**Testo proposto**
--

Red è riuscito nell’impresa di spiegare, in modo semplice, le difficoltà adolescenziali, e lo ha fatto senza giudizio, ma accompagnando lo spettatore nell’accettazione di sé. Per una volta la chiave di volta che aiuta la protagonista non è l’amore familiare, o quantomeno non solo quello. Mei trova conforto nelle sue amiche, perché ognuna con la sua peculiarità riesce a comprenderla, ad aiutarla, a starle vicino. Nessuna di loro, quando scopre della sua trasformazione, la allontana, ma anzi la fanno sentire ancora più accolta.

A rendere meglio anche a livello grafico gli aspetti particolari di Mei e le sue amiche ci pensano i colori. Ognuna della quattro ragazze è caratterizzata da colori sgargianti: viola, arancione, verde e il rosso della nostra Mei. I compagni di scuola, invece, hanno colori molto più spenti, e molto simili gli uni agli altri.

Negli anni la rappresentazione del “girl power” e diventata sempre più presente, ed è stata pian piano sdoganata sia nel cinema che nella televisione. Se guardiamo bene, in Red le azioni portate effettivamente avanti dagli uomini sono molto poche. Le poche che vediamo, come il padre di Mei o la band dei 4 Town, sono più un ausilio alla protagonista, una spinta per arrivare al risultato. Le prime a muovere l’azione sono sempre le donne.

--

(Voci per etichettare posizioni nelle immagini)
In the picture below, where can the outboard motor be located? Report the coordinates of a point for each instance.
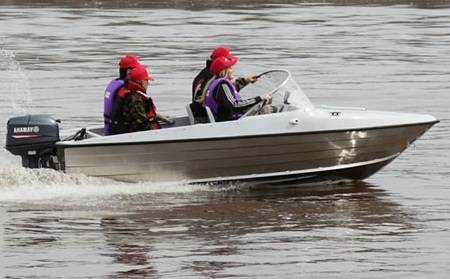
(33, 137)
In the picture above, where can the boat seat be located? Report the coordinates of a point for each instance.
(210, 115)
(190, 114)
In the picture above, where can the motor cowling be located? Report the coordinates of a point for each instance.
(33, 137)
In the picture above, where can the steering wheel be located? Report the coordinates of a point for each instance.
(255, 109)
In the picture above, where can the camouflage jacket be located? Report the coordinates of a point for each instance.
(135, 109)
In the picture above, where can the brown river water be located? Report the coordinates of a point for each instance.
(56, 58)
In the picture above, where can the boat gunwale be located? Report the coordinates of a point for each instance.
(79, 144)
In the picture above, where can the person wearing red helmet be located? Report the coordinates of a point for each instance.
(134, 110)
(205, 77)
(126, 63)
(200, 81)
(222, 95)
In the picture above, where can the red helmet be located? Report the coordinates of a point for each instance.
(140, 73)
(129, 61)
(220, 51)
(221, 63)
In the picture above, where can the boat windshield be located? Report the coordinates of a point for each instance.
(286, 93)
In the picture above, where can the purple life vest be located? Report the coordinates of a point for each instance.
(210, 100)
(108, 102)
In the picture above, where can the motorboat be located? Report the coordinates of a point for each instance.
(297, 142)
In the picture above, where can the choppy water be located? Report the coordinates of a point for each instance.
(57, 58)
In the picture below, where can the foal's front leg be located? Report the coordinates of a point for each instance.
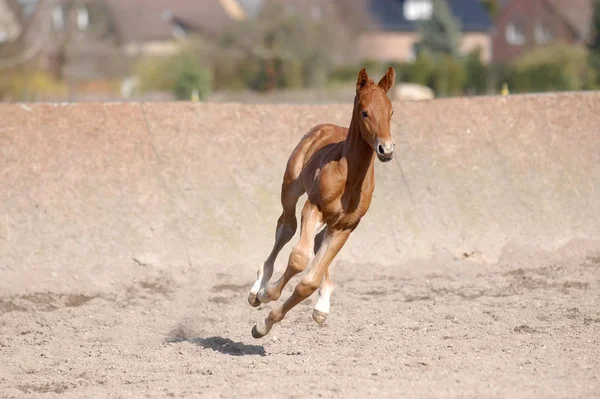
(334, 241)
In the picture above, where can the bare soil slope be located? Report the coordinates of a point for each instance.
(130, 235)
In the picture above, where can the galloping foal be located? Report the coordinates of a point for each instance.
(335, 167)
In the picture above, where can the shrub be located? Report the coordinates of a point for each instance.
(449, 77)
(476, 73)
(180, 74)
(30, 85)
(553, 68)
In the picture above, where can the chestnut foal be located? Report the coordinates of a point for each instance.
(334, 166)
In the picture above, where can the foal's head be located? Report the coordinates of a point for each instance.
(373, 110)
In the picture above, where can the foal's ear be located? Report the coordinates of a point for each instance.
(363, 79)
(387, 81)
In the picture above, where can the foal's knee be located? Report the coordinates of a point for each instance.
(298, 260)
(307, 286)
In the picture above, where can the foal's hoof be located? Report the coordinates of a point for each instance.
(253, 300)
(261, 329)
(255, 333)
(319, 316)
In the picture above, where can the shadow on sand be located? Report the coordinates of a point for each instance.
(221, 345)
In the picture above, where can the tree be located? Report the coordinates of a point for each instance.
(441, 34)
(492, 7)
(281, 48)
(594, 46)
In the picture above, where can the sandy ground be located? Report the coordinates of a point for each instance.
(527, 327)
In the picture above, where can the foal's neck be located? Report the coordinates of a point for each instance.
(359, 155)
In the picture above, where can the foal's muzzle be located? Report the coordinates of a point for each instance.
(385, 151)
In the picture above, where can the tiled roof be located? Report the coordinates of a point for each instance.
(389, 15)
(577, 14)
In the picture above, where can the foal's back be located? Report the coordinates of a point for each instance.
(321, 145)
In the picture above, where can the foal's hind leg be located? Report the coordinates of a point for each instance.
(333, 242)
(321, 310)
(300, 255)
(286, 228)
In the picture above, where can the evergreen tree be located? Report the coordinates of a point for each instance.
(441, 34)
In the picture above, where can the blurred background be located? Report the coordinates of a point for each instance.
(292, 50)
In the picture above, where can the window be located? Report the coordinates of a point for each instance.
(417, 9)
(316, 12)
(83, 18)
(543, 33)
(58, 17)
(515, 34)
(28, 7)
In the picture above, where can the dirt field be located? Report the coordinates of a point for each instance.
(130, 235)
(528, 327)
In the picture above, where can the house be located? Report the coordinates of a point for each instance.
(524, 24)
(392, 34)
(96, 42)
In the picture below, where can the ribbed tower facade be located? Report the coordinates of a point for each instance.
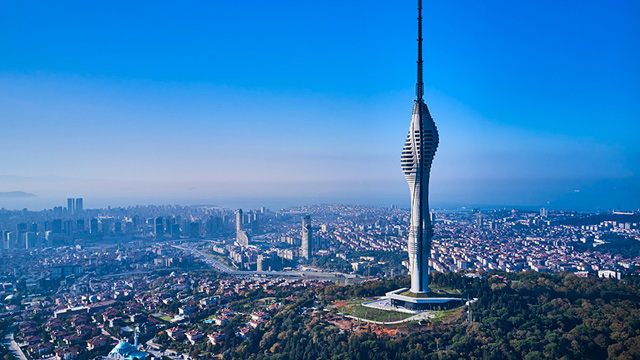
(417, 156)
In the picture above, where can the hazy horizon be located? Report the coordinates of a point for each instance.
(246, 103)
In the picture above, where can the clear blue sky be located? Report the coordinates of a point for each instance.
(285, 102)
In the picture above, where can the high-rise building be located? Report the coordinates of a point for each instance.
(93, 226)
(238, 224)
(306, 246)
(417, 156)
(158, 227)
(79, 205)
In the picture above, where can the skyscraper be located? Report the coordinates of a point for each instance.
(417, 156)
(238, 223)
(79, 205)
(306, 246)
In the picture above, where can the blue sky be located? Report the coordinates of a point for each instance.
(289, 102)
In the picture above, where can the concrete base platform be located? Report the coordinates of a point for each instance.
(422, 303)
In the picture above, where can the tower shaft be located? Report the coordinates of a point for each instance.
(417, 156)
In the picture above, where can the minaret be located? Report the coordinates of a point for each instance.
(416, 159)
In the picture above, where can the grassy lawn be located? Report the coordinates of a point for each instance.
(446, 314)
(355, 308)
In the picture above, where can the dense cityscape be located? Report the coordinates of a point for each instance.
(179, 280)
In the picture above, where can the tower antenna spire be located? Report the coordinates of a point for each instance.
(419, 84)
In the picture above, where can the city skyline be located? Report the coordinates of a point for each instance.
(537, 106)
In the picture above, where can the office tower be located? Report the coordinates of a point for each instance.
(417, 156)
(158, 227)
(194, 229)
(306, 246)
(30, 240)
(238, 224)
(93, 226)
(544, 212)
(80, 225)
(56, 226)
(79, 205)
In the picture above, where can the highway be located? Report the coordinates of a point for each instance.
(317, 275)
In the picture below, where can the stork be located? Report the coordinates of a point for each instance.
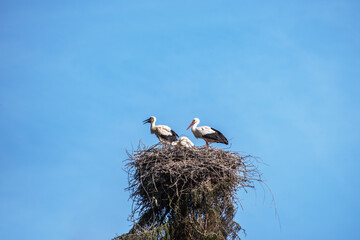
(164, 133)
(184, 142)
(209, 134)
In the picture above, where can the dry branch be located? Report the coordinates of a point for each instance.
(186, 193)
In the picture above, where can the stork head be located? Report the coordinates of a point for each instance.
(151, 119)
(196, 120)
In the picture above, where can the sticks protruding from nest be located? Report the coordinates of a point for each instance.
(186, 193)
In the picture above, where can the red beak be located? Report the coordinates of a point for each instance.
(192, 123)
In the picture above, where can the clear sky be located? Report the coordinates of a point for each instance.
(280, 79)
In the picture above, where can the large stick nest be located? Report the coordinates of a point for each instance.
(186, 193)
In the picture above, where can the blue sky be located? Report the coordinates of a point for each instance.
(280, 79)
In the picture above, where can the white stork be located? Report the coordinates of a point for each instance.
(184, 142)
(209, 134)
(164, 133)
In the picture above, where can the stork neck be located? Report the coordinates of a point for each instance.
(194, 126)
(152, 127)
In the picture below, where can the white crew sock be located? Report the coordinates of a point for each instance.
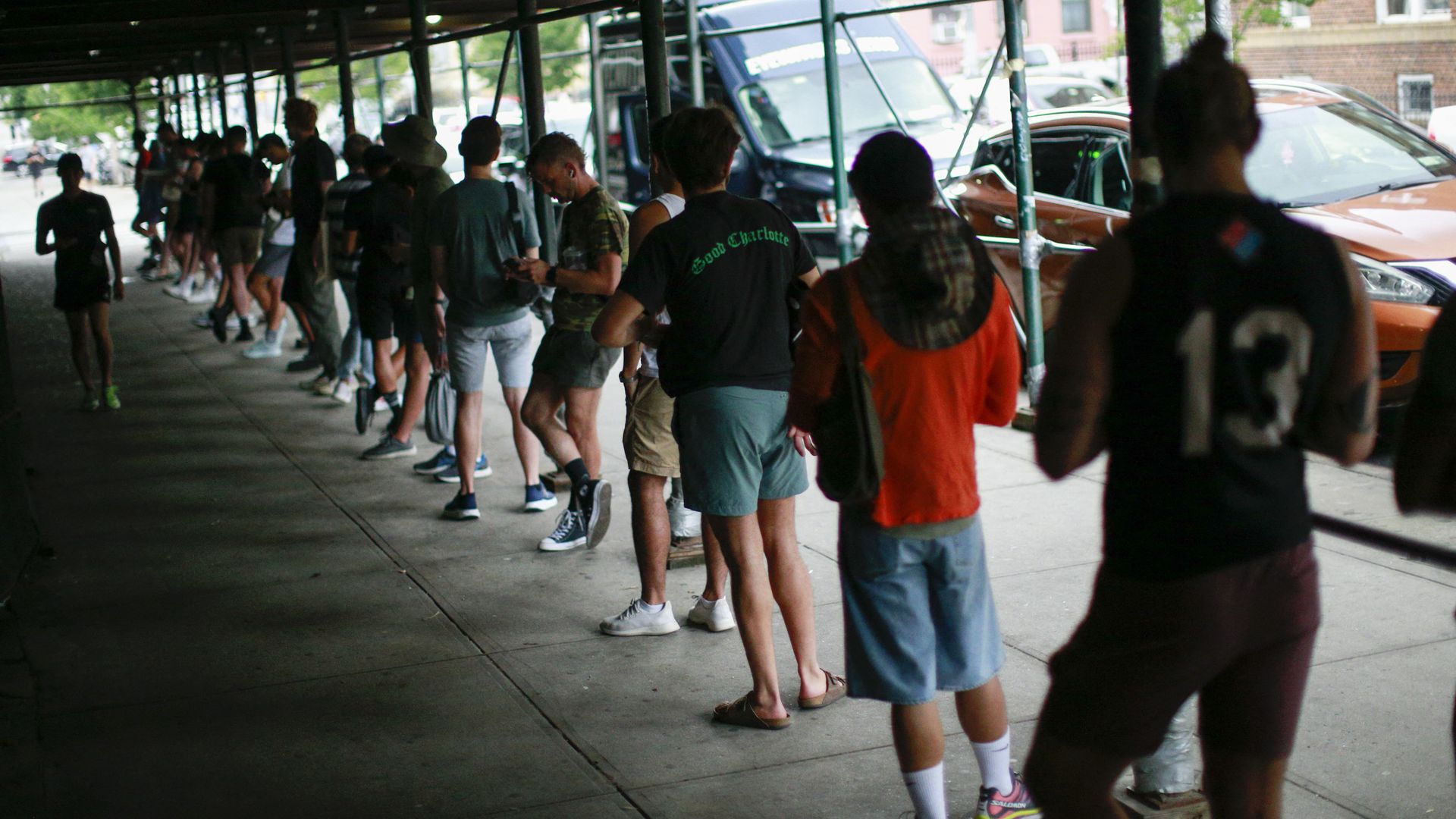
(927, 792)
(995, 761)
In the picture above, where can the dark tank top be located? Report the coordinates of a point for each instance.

--

**Compiti assegnati**
**1.** Estrai tutte le righe che contengono la parola "white", tenendo conto di maiuscole e minuscole.
**2.** Porta avanti il testo sul film Red a partire da dove si ferma.

**Risposte attese**
**1.**
In the picture above, where can the white stork be located? Report the coordinates of a point for each instance.
In the picture below, where can the white crew sock be located? Report the coordinates of a point for each instance.

**2.**
Conosciamo già da subito Mei come una giovane ragazzina che sa quello che vuole e non ha paura di ottenerlo, si batte per la sua unicità, e lo stesso fanno le sue amiche. Anche la madre, figura a dir poco oppressiva e onnipresente, mostra di avere una forza tutta sua. Teme che il legame con la figlia si spezzi, perché lei stessa si è trovata a fare una scelta diversa da quella della figlia, proprio per accontentare sua madre. Porta dentro questo rimpianto e usa tutta la sua potenza per cercare di proteggere la figlia e per farla vivere come lei pensa sia giusto.

Sappiamo bene però dove questo può portare un rapporto, ed è ancora più bello vedere la determinazione di Mei fino alla fine. Il seguire la sua unicità non la porta lontana dalla madre, ma porta entrambe a crescere e avvicinarsi, se possibile, ancora di più, ammettendo e accettando che non potranno essere sempre in accordo su tutto.

Alla fine dei giochi, Red ci lascia con uno splendido messaggio: cambiare è normale, e accettare le nostre unicità lo è ancora di più. Dobbiamo essere noi i primi a farlo, e molto probabilmente ci accetteranno anche le persone intorno a noi. Questo tipo di rappresentazione dell’adolescenza è quanto di più bello e interessante Pixar potesse portarci. E ci piace, tanto.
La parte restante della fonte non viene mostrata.